Task instructions - How many lines in the rows below contain the string "every", with case counting? Give only the number.

Extracted material -
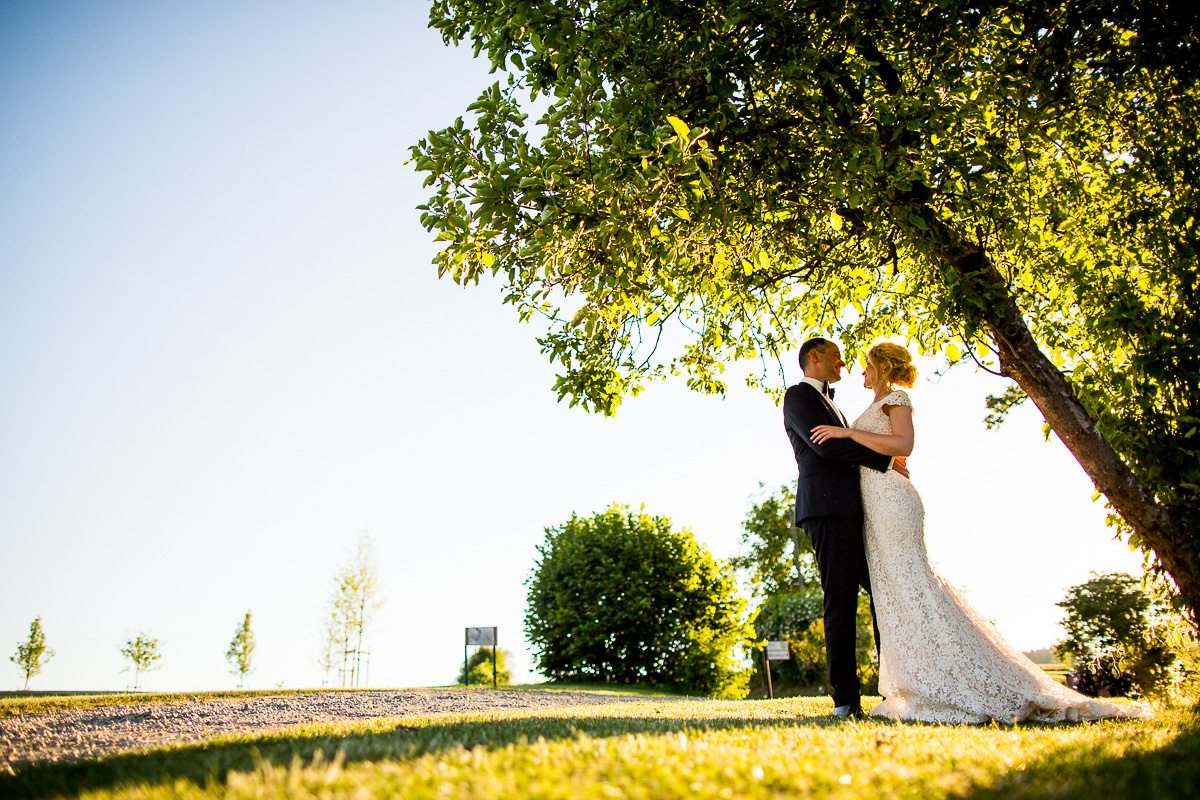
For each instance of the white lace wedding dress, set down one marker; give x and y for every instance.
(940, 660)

---

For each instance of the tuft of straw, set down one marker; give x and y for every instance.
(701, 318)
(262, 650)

The answer - 2